------ Data in this exercise ------

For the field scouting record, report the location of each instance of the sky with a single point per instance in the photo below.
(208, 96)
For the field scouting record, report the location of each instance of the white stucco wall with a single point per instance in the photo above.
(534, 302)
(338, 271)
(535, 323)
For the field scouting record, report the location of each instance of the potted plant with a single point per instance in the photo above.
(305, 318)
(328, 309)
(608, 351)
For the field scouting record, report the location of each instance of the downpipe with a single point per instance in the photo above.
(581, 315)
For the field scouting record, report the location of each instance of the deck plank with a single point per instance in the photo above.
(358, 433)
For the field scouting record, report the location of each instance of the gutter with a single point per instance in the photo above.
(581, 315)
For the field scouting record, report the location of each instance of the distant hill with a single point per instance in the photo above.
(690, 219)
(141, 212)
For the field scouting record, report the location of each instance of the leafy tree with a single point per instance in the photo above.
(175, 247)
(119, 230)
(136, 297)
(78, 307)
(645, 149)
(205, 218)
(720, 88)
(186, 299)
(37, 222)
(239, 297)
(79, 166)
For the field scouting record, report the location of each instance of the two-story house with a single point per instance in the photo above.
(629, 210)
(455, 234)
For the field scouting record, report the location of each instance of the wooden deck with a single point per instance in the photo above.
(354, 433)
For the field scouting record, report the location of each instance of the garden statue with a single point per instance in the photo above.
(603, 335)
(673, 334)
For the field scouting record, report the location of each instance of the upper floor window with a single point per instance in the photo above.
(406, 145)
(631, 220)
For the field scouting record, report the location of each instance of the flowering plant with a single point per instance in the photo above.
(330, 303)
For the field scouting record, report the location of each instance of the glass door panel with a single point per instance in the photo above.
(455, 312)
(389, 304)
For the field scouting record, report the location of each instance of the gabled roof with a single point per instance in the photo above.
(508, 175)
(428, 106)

------

Format the items above as a two-column CSV with the headers instruction and points, one row per item. Put each item's text and its answer in their own quoted field, and replace any line breaks with spaces.

instruction,points
"For the field scouting record, report the location of each instance of the sky with a single point per instance in the photo below.","(208, 96)"
"For the field scouting record, report the location of each instance of the white stucco wall with a single point per instance in the photo above.","(534, 302) (338, 271) (535, 323)"
"For the field scouting record, report the location of each instance of the potted plant with a single point per instance in the photo above.","(305, 318) (328, 309) (608, 351)"
"For the field scouting record, report the location of each instance of the downpipe with a single point per instance in the photo above.","(581, 315)"
"For the field scouting record, report the location of each instance of the deck plank with a single point per instance in the photo above.","(358, 433)"
"For the field scouting record, report the location of each instance of the gutter with a single point per instance in the photo above.","(581, 315)"
"For the field scouting record, report the location of each instance of the distant hill with a single point per instance in the photo above.","(690, 219) (141, 212)"
"For the field scouting record, report the location of each instance of the leafy tree with a single point per instance in the photo above.","(175, 247) (119, 230) (136, 297) (78, 307) (645, 149) (205, 218) (720, 88) (186, 299) (37, 222) (239, 297) (79, 166)"
"For the field scouting record, report the location of each instance of the two-story house with a single point per instance in the photo above.","(629, 210) (455, 234)"
"For the field scouting record, report the location of each instance of the wooden deck with a single point per instance in the photo above.","(354, 433)"
"For the field scouting record, report the location of each instance of the garden statue with a single point per instance in the photo above.","(603, 335) (673, 334)"
"For the field scouting record, report the location of each instance of the upper floor window with a single point per instance in the photo above.","(406, 145) (631, 220)"
"For the field scouting record, report the location of each instance of the flowering plant with a single point per instance in the photo above.","(330, 303)"
"For the field scouting record, report the location of each instance of the glass door panel with a single point per instance in the photo above.","(455, 312) (389, 304)"
"For the field scouting record, report the location of each instance of the gabled roof with a single point per instance in the photo above.","(508, 175) (428, 106)"